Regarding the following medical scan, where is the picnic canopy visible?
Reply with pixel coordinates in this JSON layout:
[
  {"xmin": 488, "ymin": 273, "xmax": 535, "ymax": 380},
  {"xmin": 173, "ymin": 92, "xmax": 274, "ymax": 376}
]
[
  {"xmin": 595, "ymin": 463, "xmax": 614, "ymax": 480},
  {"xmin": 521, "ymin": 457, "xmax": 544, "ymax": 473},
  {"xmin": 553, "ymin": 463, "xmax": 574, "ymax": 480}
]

################

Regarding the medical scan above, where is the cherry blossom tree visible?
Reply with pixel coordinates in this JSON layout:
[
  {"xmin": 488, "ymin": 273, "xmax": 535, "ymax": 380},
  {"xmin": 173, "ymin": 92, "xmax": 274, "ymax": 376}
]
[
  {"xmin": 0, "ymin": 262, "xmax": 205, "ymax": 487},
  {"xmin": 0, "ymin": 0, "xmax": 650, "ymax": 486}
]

################

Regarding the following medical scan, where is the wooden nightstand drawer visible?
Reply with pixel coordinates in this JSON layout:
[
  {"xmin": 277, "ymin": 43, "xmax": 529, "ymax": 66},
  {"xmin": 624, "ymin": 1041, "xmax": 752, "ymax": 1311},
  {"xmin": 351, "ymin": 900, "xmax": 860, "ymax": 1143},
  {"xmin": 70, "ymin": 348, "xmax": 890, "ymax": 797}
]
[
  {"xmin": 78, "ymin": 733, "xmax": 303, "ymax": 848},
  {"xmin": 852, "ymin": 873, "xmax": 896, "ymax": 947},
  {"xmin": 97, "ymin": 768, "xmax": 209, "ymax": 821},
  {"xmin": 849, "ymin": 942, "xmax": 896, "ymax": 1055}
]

################

Work instructions :: Show every line in the records above that contains the word "where", copying each line in full. Case counts.

Solution for this task ::
Regarding the following medical scan, where is the picnic canopy visible?
Regarding the medical scan above, where is the cherry blossom tree visible?
Regarding the following medical scan, where is the wooden nightstand drawer visible?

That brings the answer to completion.